↓

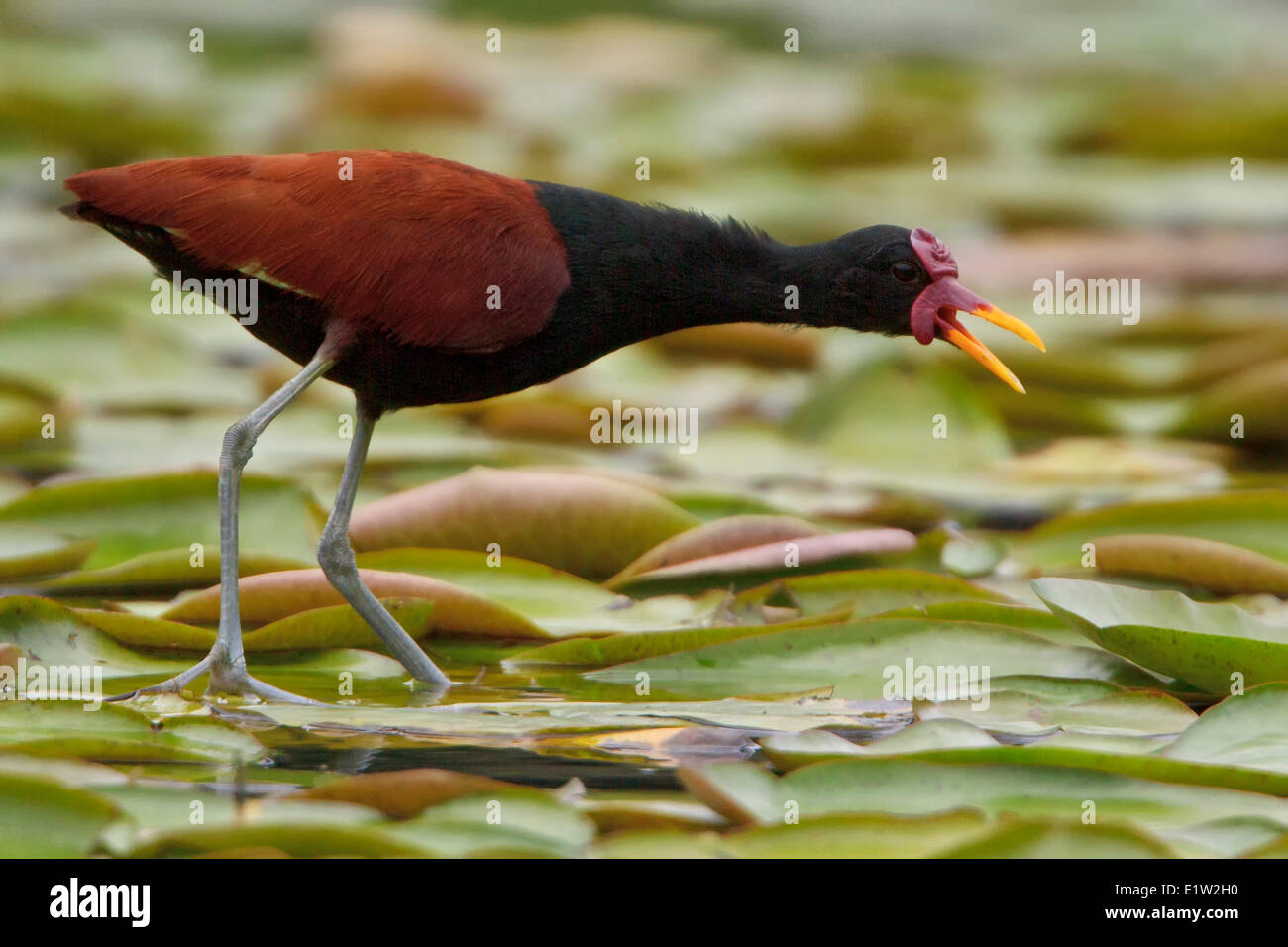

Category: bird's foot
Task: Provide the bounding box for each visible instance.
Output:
[104,644,321,704]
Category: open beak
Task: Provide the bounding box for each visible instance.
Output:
[912,275,1046,394]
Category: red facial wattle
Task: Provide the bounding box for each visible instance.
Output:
[910,227,1046,394]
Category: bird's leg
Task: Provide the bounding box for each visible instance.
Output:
[111,344,336,703]
[318,398,452,694]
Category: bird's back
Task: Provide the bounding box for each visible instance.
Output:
[67,151,568,352]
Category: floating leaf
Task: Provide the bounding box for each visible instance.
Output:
[0,773,117,858]
[1092,533,1288,598]
[612,528,917,595]
[913,690,1198,736]
[0,595,200,690]
[734,569,1008,618]
[1012,489,1288,570]
[36,548,303,598]
[0,701,265,763]
[390,788,595,858]
[1033,579,1288,693]
[349,468,698,579]
[291,770,515,819]
[358,549,709,638]
[0,523,97,581]
[1160,684,1288,773]
[503,616,845,669]
[587,618,1153,699]
[939,818,1176,858]
[162,570,550,647]
[680,747,1288,831]
[605,515,827,587]
[0,472,326,570]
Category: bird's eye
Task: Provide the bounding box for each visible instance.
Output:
[890,261,917,282]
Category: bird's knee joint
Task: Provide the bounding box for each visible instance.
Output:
[318,532,357,579]
[224,420,259,467]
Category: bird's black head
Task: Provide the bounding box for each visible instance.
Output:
[819,224,1046,391]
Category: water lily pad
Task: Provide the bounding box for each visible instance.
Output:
[0,701,265,763]
[734,569,1008,618]
[390,788,595,857]
[0,773,119,858]
[503,616,845,669]
[1012,489,1288,570]
[349,468,698,579]
[680,747,1288,831]
[605,515,827,587]
[913,690,1198,736]
[939,818,1176,858]
[291,770,515,819]
[255,699,885,737]
[161,570,551,647]
[36,548,306,599]
[1033,579,1288,693]
[0,472,326,570]
[1092,533,1288,598]
[587,618,1153,699]
[130,821,417,858]
[1162,684,1288,773]
[0,595,200,689]
[610,528,917,595]
[0,523,97,581]
[720,809,988,858]
[358,549,713,638]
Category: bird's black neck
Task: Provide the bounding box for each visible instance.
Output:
[533,183,832,355]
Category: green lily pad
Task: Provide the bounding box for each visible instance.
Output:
[1033,579,1288,693]
[36,549,303,598]
[248,699,885,737]
[502,617,846,669]
[1160,684,1288,773]
[0,773,119,858]
[734,569,1009,618]
[0,523,97,581]
[913,690,1198,736]
[791,362,1010,473]
[0,701,265,763]
[939,819,1176,858]
[291,770,516,819]
[357,549,711,638]
[0,472,326,570]
[680,747,1288,831]
[1012,489,1288,570]
[0,595,200,688]
[1092,533,1288,596]
[939,532,1008,579]
[720,809,988,858]
[390,788,595,857]
[161,569,550,647]
[349,468,698,579]
[587,618,1153,699]
[132,821,419,858]
[605,515,827,587]
[610,528,917,596]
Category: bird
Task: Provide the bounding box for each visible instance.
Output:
[61,150,1044,702]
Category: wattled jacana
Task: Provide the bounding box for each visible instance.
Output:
[64,151,1042,699]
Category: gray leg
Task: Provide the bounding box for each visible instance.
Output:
[113,346,336,702]
[318,399,452,691]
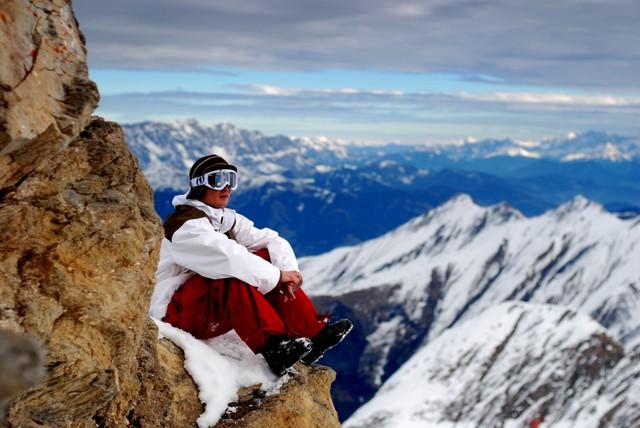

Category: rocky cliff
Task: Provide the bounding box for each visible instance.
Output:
[0,0,338,427]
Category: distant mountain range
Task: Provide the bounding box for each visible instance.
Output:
[301,195,640,427]
[124,121,640,428]
[344,302,640,428]
[124,120,640,255]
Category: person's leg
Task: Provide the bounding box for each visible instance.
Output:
[162,275,231,340]
[254,248,326,338]
[163,274,286,353]
[265,288,326,338]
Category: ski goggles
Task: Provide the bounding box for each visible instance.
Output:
[191,169,238,190]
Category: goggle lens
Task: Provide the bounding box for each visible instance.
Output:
[209,171,238,190]
[191,169,238,190]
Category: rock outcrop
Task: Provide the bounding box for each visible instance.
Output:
[0,0,200,426]
[0,0,338,427]
[215,364,340,428]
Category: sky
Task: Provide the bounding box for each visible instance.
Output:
[73,0,640,144]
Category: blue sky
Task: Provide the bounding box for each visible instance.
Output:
[74,0,640,143]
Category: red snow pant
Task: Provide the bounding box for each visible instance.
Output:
[162,249,326,353]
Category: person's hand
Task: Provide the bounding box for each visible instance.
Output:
[280,270,302,302]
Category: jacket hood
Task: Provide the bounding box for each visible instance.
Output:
[171,193,236,233]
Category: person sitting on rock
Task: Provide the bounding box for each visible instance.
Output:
[150,154,352,376]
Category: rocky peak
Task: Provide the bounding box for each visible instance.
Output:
[0,0,335,427]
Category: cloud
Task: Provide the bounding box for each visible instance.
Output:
[458,92,640,108]
[98,84,640,143]
[74,0,640,89]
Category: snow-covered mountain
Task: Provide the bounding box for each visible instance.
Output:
[123,119,356,190]
[124,120,640,255]
[301,195,640,422]
[429,131,640,161]
[123,119,640,190]
[344,302,640,428]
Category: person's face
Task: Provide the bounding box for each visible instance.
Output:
[202,186,231,208]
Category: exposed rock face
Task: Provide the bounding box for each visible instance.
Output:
[0,0,98,189]
[215,364,340,428]
[0,0,200,426]
[0,330,44,424]
[0,0,339,427]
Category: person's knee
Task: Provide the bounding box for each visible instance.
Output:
[253,248,271,262]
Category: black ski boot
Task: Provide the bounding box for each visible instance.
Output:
[261,336,313,376]
[300,318,353,364]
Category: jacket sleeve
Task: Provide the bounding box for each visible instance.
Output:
[233,213,300,271]
[171,218,280,294]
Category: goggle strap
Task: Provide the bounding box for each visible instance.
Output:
[191,169,238,187]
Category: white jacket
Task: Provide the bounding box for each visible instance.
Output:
[149,195,299,319]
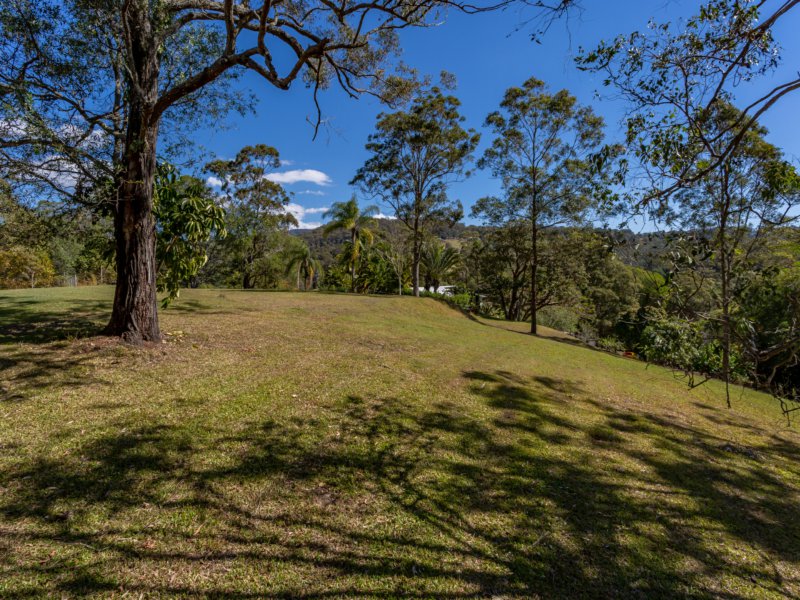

↑

Reproduce all of the records above verbatim, omitting the pictures.

= Correct response =
Category: bird's foot
Task: Provide the bounding box for each visible instance.
Output:
[104,644,321,704]
Category: open beak
Task: Provide the bounding box for each visible instance.
Output:
[912,275,1046,394]
Category: red facial wattle
Task: Provide the bounding box for each visible instance.
Output:
[910,227,1046,394]
Category: bird's leg
Task: Provide the bounding box for each visible instance.
Output:
[111,344,336,703]
[318,398,452,694]
Category: bird's back
Task: Provide the bounding box for each visible instance.
Output:
[67,151,568,352]
Category: floating leaf
Task: Provide the bounding box for each visible instance.
Output:
[0,773,117,858]
[1092,533,1288,598]
[612,528,917,595]
[913,690,1198,736]
[0,595,200,690]
[734,569,1008,618]
[1012,489,1288,570]
[36,548,303,598]
[0,701,265,763]
[390,788,595,858]
[1033,579,1288,693]
[349,468,698,579]
[291,770,515,819]
[358,549,709,638]
[0,523,97,581]
[1160,684,1288,773]
[503,616,845,669]
[587,618,1153,699]
[939,818,1176,858]
[162,570,550,647]
[680,747,1288,831]
[605,515,827,587]
[0,472,326,570]
Category: bird's eye
Task: Provide the bounding box for each visible instance.
Output:
[890,261,917,282]
Category: bird's knee joint
Task: Provide the bounding box for each visible instance.
Output:
[318,532,357,579]
[224,420,259,467]
Category: bird's black head
Task: Provide the bounding box for each visible instance.
Output:
[819,224,1046,391]
Category: water lily pad
Task: Provide the bounding box for each visible instance.
Output:
[0,701,265,763]
[734,569,1008,618]
[390,788,595,857]
[0,773,119,858]
[503,616,845,669]
[1012,489,1288,570]
[349,468,698,579]
[680,747,1288,831]
[605,515,827,587]
[913,690,1198,736]
[939,818,1176,858]
[291,770,515,819]
[255,699,885,737]
[161,570,551,647]
[36,548,306,599]
[1033,579,1288,693]
[0,472,326,570]
[1092,533,1288,598]
[587,618,1153,699]
[130,821,417,858]
[1162,684,1288,773]
[0,595,200,689]
[610,528,917,595]
[0,523,97,581]
[720,809,988,858]
[358,549,713,638]
Category: bird's black neck
Task: Provide the bounding box for each visible instance.
Output:
[533,183,832,355]
Category: green lily pad
Task: Provide the bounding box for each visible instance.
Output:
[1033,579,1288,693]
[36,549,303,598]
[248,699,885,737]
[502,617,846,669]
[1160,684,1288,773]
[0,773,119,858]
[734,569,1009,618]
[0,523,97,581]
[913,690,1198,736]
[791,362,1010,473]
[0,701,265,763]
[939,819,1176,858]
[291,770,516,819]
[357,549,711,638]
[0,472,326,570]
[680,747,1288,831]
[1012,489,1288,570]
[0,595,200,688]
[1092,533,1288,596]
[939,532,1008,579]
[720,809,988,858]
[390,788,595,857]
[161,569,550,647]
[349,468,698,579]
[587,618,1153,699]
[132,821,419,858]
[605,515,827,587]
[610,528,917,596]
Category: bird
Task: Provide the bounding box for each visible instance.
Output:
[61,150,1044,702]
Category: wattled jacana
Task: Provide the bounding box for each visible instance.
Output:
[64,151,1042,699]
Category: gray leg
Task: Provide the bounding box for each visible instance.
Output:
[113,346,336,702]
[318,399,452,691]

Category: rocky cliff
Task: Provide the bounding box for each visible instance.
Output:
[0,0,338,427]
Category: distant mountain range
Task: Provide the bounding box for each visible instance.
Output:
[301,195,640,427]
[124,121,640,428]
[344,302,640,428]
[124,120,640,255]
Category: person's leg
Task: Provide the bounding box for each visible instance.
Output:
[162,275,231,340]
[254,248,326,338]
[163,274,286,353]
[265,288,326,338]
Category: ski goggles
Task: Provide the bounding box for each visible instance.
Output:
[191,169,238,190]
Category: goggle lens
Task: Provide the bounding box for each visible instance.
Output:
[209,171,238,190]
[191,169,238,190]
Category: rock outcrop
Task: Provide the bounding box for each visible instance.
Output:
[0,0,200,426]
[0,0,338,427]
[215,364,340,428]
Category: sky
Task: Provide the bounding box for each visible instance.
Output:
[73,0,640,144]
Category: blue sky
Task: Provide the bounding box for each visible instance.
Output:
[74,0,640,143]
Category: red snow pant
Task: Provide the bounding box for each visible instance.
Output:
[162,249,326,353]
Category: person's hand
Task: Provide the bounding box for each visible instance.
Output:
[280,270,302,302]
Category: jacket hood
Task: Provide the bounding box for each visible instance.
Output:
[171,193,236,233]
Category: person sitting on rock
Task: Provide the bounding box for each visible instance.
Output:
[150,154,352,376]
Category: rocky peak
Task: Provide the bounding box for each visible instance.
Output:
[0,0,335,427]
Category: cloud
Task: Provide the bounding box for each visible instance.
Output:
[458,92,640,108]
[98,84,640,143]
[74,0,640,89]
Category: snow-covered mountain
Task: Provide the bounding box for each visible instance.
Output:
[123,119,356,190]
[124,120,640,255]
[301,195,640,422]
[429,131,640,161]
[123,119,640,190]
[344,302,640,428]
Category: person's face
Task: Provide the bounding box for each visible instance.
Output:
[202,186,231,208]
Category: exposed rock face
Task: Provide the bounding box for each visible instance.
Output:
[0,0,98,189]
[215,364,340,428]
[0,0,200,426]
[0,330,44,424]
[0,0,339,427]
Category: person's knee
Task: Provide the bounding box for each visible instance.
Output:
[253,248,271,262]
Category: black ski boot
Task: Provide the bounding box for each visible instance.
Output:
[261,336,313,376]
[300,318,353,364]
Category: jacket sleeve
Task: Provide the bounding box for each visible instance.
Output:
[233,213,300,271]
[171,218,280,294]
Category: goggle strap
Task: Provide the bounding box for each visible instance.
Output:
[191,169,238,187]
Category: white jacket
Task: Provide the bounding box for each visible instance.
Output:
[149,195,299,319]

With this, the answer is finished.